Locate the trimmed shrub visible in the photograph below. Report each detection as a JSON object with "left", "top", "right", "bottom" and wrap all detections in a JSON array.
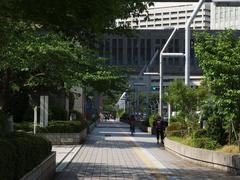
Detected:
[
  {"left": 0, "top": 139, "right": 18, "bottom": 180},
  {"left": 9, "top": 133, "right": 52, "bottom": 179},
  {"left": 37, "top": 121, "right": 88, "bottom": 133},
  {"left": 166, "top": 122, "right": 187, "bottom": 137},
  {"left": 70, "top": 110, "right": 83, "bottom": 121},
  {"left": 0, "top": 133, "right": 52, "bottom": 180},
  {"left": 49, "top": 107, "right": 68, "bottom": 121},
  {"left": 206, "top": 114, "right": 228, "bottom": 145},
  {"left": 14, "top": 122, "right": 33, "bottom": 132},
  {"left": 193, "top": 129, "right": 207, "bottom": 138},
  {"left": 191, "top": 138, "right": 220, "bottom": 150}
]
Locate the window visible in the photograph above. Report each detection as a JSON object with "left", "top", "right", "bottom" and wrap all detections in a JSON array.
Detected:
[
  {"left": 155, "top": 39, "right": 160, "bottom": 44},
  {"left": 140, "top": 39, "right": 145, "bottom": 63},
  {"left": 127, "top": 39, "right": 132, "bottom": 65},
  {"left": 118, "top": 39, "right": 123, "bottom": 65}
]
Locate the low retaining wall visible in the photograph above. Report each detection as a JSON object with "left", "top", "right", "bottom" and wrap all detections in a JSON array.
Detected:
[
  {"left": 164, "top": 138, "right": 240, "bottom": 175},
  {"left": 40, "top": 128, "right": 87, "bottom": 145},
  {"left": 20, "top": 152, "right": 56, "bottom": 180},
  {"left": 87, "top": 122, "right": 97, "bottom": 134}
]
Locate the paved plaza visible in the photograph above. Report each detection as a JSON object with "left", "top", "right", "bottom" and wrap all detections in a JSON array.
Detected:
[{"left": 53, "top": 121, "right": 240, "bottom": 180}]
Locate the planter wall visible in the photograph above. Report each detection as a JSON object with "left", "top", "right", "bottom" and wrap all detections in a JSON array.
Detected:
[
  {"left": 40, "top": 128, "right": 87, "bottom": 145},
  {"left": 164, "top": 138, "right": 240, "bottom": 175},
  {"left": 20, "top": 152, "right": 56, "bottom": 180},
  {"left": 87, "top": 122, "right": 97, "bottom": 134}
]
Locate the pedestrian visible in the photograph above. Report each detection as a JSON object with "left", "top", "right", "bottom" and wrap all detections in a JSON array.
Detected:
[
  {"left": 155, "top": 116, "right": 166, "bottom": 144},
  {"left": 99, "top": 112, "right": 104, "bottom": 122},
  {"left": 128, "top": 115, "right": 136, "bottom": 135}
]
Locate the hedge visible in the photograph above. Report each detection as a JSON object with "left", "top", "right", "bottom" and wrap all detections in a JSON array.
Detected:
[
  {"left": 37, "top": 121, "right": 88, "bottom": 133},
  {"left": 0, "top": 133, "right": 52, "bottom": 180}
]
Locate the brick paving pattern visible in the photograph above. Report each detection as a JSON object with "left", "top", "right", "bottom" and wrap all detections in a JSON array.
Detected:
[{"left": 55, "top": 122, "right": 240, "bottom": 180}]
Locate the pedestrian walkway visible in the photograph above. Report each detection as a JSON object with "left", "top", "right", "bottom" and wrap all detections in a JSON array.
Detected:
[{"left": 53, "top": 122, "right": 240, "bottom": 180}]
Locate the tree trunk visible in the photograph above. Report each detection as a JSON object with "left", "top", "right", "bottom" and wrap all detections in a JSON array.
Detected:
[{"left": 0, "top": 69, "right": 13, "bottom": 134}]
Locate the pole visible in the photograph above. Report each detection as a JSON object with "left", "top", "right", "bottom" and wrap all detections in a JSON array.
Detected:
[
  {"left": 158, "top": 53, "right": 163, "bottom": 117},
  {"left": 185, "top": 0, "right": 205, "bottom": 85},
  {"left": 33, "top": 106, "right": 37, "bottom": 134},
  {"left": 158, "top": 28, "right": 177, "bottom": 117}
]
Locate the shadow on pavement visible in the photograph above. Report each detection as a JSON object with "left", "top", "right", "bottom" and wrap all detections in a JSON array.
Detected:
[{"left": 55, "top": 163, "right": 240, "bottom": 180}]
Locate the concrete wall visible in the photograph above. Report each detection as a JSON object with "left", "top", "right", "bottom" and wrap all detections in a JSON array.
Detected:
[
  {"left": 164, "top": 138, "right": 240, "bottom": 175},
  {"left": 40, "top": 128, "right": 87, "bottom": 145},
  {"left": 20, "top": 152, "right": 56, "bottom": 180}
]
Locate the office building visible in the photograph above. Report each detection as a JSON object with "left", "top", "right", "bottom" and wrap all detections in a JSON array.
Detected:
[{"left": 117, "top": 3, "right": 210, "bottom": 29}]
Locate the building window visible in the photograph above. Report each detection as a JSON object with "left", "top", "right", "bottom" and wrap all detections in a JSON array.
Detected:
[
  {"left": 112, "top": 39, "right": 117, "bottom": 65},
  {"left": 133, "top": 39, "right": 138, "bottom": 65},
  {"left": 174, "top": 58, "right": 179, "bottom": 66},
  {"left": 174, "top": 39, "right": 179, "bottom": 52},
  {"left": 147, "top": 39, "right": 152, "bottom": 62},
  {"left": 118, "top": 39, "right": 123, "bottom": 65},
  {"left": 127, "top": 39, "right": 132, "bottom": 65},
  {"left": 140, "top": 39, "right": 145, "bottom": 64}
]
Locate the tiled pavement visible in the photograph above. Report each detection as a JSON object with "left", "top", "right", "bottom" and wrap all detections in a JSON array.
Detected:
[{"left": 54, "top": 122, "right": 240, "bottom": 180}]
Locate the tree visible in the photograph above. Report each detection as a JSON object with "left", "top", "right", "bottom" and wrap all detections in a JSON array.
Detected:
[
  {"left": 164, "top": 80, "right": 207, "bottom": 132},
  {"left": 195, "top": 30, "right": 240, "bottom": 142},
  {"left": 0, "top": 21, "right": 126, "bottom": 133},
  {"left": 0, "top": 0, "right": 152, "bottom": 44}
]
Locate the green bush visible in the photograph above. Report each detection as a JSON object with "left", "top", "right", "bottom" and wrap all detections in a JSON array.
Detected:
[
  {"left": 191, "top": 138, "right": 220, "bottom": 150},
  {"left": 0, "top": 139, "right": 18, "bottom": 180},
  {"left": 9, "top": 133, "right": 52, "bottom": 179},
  {"left": 0, "top": 133, "right": 52, "bottom": 180},
  {"left": 148, "top": 113, "right": 158, "bottom": 127},
  {"left": 206, "top": 114, "right": 227, "bottom": 145},
  {"left": 37, "top": 120, "right": 88, "bottom": 133},
  {"left": 167, "top": 122, "right": 187, "bottom": 131},
  {"left": 49, "top": 107, "right": 68, "bottom": 121},
  {"left": 14, "top": 122, "right": 33, "bottom": 132},
  {"left": 70, "top": 110, "right": 83, "bottom": 120},
  {"left": 166, "top": 122, "right": 187, "bottom": 137},
  {"left": 193, "top": 129, "right": 207, "bottom": 138}
]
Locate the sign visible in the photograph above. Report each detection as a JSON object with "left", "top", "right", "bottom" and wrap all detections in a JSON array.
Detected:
[{"left": 151, "top": 86, "right": 159, "bottom": 91}]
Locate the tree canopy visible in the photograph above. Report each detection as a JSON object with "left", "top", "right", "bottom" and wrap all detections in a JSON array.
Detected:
[
  {"left": 0, "top": 22, "right": 127, "bottom": 111},
  {"left": 195, "top": 30, "right": 240, "bottom": 142}
]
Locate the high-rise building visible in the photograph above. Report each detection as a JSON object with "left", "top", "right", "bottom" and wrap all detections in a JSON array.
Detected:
[
  {"left": 211, "top": 3, "right": 240, "bottom": 30},
  {"left": 117, "top": 3, "right": 210, "bottom": 29}
]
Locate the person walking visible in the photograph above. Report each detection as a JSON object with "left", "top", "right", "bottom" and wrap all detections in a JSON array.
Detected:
[
  {"left": 129, "top": 115, "right": 136, "bottom": 136},
  {"left": 155, "top": 116, "right": 166, "bottom": 145}
]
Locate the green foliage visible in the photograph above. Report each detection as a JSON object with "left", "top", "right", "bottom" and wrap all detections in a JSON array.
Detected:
[
  {"left": 49, "top": 107, "right": 68, "bottom": 121},
  {"left": 164, "top": 80, "right": 205, "bottom": 116},
  {"left": 37, "top": 121, "right": 88, "bottom": 133},
  {"left": 166, "top": 122, "right": 187, "bottom": 137},
  {"left": 0, "top": 133, "right": 52, "bottom": 180},
  {"left": 70, "top": 110, "right": 83, "bottom": 121},
  {"left": 206, "top": 114, "right": 227, "bottom": 145},
  {"left": 0, "top": 139, "right": 18, "bottom": 180},
  {"left": 193, "top": 129, "right": 208, "bottom": 139},
  {"left": 195, "top": 30, "right": 240, "bottom": 143},
  {"left": 191, "top": 137, "right": 220, "bottom": 150},
  {"left": 148, "top": 113, "right": 158, "bottom": 127},
  {"left": 14, "top": 121, "right": 33, "bottom": 132}
]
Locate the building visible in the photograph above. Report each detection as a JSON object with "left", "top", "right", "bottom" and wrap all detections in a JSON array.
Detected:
[
  {"left": 99, "top": 29, "right": 201, "bottom": 76},
  {"left": 211, "top": 3, "right": 240, "bottom": 30},
  {"left": 117, "top": 3, "right": 210, "bottom": 29}
]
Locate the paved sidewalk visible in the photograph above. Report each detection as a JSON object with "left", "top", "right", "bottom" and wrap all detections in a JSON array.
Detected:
[{"left": 53, "top": 122, "right": 240, "bottom": 180}]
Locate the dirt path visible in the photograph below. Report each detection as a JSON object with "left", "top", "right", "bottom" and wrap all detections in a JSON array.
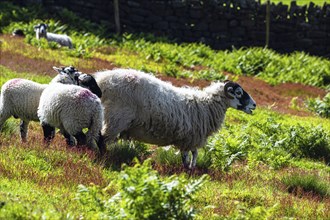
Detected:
[{"left": 0, "top": 34, "right": 326, "bottom": 116}]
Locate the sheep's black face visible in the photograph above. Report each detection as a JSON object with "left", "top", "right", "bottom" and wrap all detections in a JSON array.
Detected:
[
  {"left": 34, "top": 23, "right": 48, "bottom": 37},
  {"left": 225, "top": 81, "right": 257, "bottom": 114},
  {"left": 78, "top": 74, "right": 102, "bottom": 98},
  {"left": 53, "top": 66, "right": 81, "bottom": 85}
]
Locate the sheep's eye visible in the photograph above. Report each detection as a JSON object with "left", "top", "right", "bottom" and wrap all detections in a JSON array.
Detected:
[{"left": 236, "top": 90, "right": 243, "bottom": 96}]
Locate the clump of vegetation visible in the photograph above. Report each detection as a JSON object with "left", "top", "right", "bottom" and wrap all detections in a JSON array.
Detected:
[
  {"left": 77, "top": 160, "right": 207, "bottom": 219},
  {"left": 282, "top": 174, "right": 330, "bottom": 198},
  {"left": 307, "top": 93, "right": 330, "bottom": 118}
]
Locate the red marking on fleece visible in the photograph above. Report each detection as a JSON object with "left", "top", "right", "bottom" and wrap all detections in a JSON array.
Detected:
[
  {"left": 78, "top": 89, "right": 97, "bottom": 99},
  {"left": 8, "top": 79, "right": 23, "bottom": 87}
]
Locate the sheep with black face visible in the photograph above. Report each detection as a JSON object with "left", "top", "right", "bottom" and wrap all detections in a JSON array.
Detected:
[
  {"left": 0, "top": 67, "right": 80, "bottom": 142},
  {"left": 38, "top": 72, "right": 103, "bottom": 152},
  {"left": 34, "top": 23, "right": 73, "bottom": 49},
  {"left": 94, "top": 69, "right": 256, "bottom": 168}
]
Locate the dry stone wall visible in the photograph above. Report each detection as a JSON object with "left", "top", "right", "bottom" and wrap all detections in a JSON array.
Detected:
[{"left": 36, "top": 0, "right": 330, "bottom": 57}]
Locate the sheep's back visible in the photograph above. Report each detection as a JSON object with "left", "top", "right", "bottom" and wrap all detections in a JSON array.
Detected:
[
  {"left": 1, "top": 79, "right": 47, "bottom": 121},
  {"left": 96, "top": 70, "right": 206, "bottom": 147},
  {"left": 38, "top": 84, "right": 102, "bottom": 134}
]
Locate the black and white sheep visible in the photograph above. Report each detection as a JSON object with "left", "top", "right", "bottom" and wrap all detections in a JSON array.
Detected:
[
  {"left": 38, "top": 81, "right": 103, "bottom": 152},
  {"left": 34, "top": 23, "right": 73, "bottom": 49},
  {"left": 0, "top": 67, "right": 80, "bottom": 142},
  {"left": 94, "top": 69, "right": 256, "bottom": 168}
]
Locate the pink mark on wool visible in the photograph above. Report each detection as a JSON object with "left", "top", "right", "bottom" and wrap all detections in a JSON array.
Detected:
[
  {"left": 7, "top": 78, "right": 23, "bottom": 88},
  {"left": 78, "top": 89, "right": 97, "bottom": 99},
  {"left": 125, "top": 73, "right": 138, "bottom": 82}
]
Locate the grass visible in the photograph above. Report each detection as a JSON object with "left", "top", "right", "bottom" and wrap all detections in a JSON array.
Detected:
[
  {"left": 282, "top": 174, "right": 330, "bottom": 198},
  {"left": 261, "top": 0, "right": 329, "bottom": 6},
  {"left": 0, "top": 1, "right": 330, "bottom": 219}
]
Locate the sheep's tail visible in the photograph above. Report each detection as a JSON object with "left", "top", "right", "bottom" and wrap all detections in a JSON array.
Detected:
[{"left": 86, "top": 103, "right": 103, "bottom": 149}]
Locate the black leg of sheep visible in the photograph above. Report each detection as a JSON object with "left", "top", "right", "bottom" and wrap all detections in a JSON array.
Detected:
[{"left": 41, "top": 123, "right": 55, "bottom": 144}]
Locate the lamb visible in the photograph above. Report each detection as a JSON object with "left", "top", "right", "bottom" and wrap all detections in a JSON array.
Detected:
[
  {"left": 94, "top": 69, "right": 256, "bottom": 169},
  {"left": 34, "top": 23, "right": 73, "bottom": 49},
  {"left": 38, "top": 81, "right": 103, "bottom": 153},
  {"left": 0, "top": 67, "right": 79, "bottom": 142}
]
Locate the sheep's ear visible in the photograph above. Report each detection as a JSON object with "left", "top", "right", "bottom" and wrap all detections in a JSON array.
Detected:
[
  {"left": 53, "top": 66, "right": 63, "bottom": 74},
  {"left": 225, "top": 81, "right": 235, "bottom": 99}
]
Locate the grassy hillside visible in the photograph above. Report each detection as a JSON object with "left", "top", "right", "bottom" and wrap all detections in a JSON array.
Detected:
[{"left": 0, "top": 2, "right": 330, "bottom": 219}]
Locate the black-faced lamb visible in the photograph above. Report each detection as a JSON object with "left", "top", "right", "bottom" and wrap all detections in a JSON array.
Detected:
[
  {"left": 94, "top": 69, "right": 256, "bottom": 168},
  {"left": 34, "top": 23, "right": 73, "bottom": 49},
  {"left": 0, "top": 67, "right": 80, "bottom": 142},
  {"left": 38, "top": 84, "right": 103, "bottom": 152}
]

Exercise -
Give back exactly the lines beginning at the one with "Locate the grass visible" and ending at the final line of the material; both boundary lines belong in it.

Answer for the task -
Locate the grass visible in the photograph above. Report each detection as a JSON object with "left", "top", "right", "bottom" and wrap all detections in a JSON array.
Detected:
[
  {"left": 282, "top": 174, "right": 330, "bottom": 198},
  {"left": 261, "top": 0, "right": 329, "bottom": 6},
  {"left": 0, "top": 1, "right": 330, "bottom": 219}
]
Locate the sheep's tail visible in the photograph above. Report each detection as a JSON object with "left", "top", "right", "bottom" and wrap all detections in a JSON array.
Detected:
[{"left": 86, "top": 103, "right": 103, "bottom": 149}]
Locate the black leg of sheep visible in the photograph above. Report each detection as a JSON object with "left", "top", "right", "bottom" and wrap all detections in a JSON array.
Detected:
[{"left": 41, "top": 123, "right": 55, "bottom": 144}]
Locate the lamb visible in the photograph above. Report each detection as a JSON object with "left", "top", "right", "bottom" and wrap all detections in a JSON array.
Detected:
[
  {"left": 94, "top": 69, "right": 256, "bottom": 169},
  {"left": 34, "top": 23, "right": 73, "bottom": 49},
  {"left": 38, "top": 81, "right": 103, "bottom": 153},
  {"left": 0, "top": 67, "right": 79, "bottom": 142}
]
Locate the sheep's ear visible in the photograph above. Report each detection as a JSON object with "left", "top", "right", "bottom" and wrap all detections in a JSON array.
Detected:
[
  {"left": 53, "top": 66, "right": 63, "bottom": 74},
  {"left": 225, "top": 81, "right": 235, "bottom": 99}
]
Locate the grassy hillside visible in the photograph above. Report each detection as a JSON object with "left", "top", "right", "bottom" and wrap all detections in a JSON array.
Detected:
[{"left": 0, "top": 2, "right": 330, "bottom": 219}]
Locate the black-faced lamb visible in the photograph above. Report each detection as a JSON object with "left", "top", "right", "bottom" and wrap all detections in a JSON array.
Detected:
[
  {"left": 94, "top": 69, "right": 256, "bottom": 168},
  {"left": 34, "top": 23, "right": 73, "bottom": 49},
  {"left": 0, "top": 67, "right": 80, "bottom": 142},
  {"left": 38, "top": 84, "right": 103, "bottom": 152}
]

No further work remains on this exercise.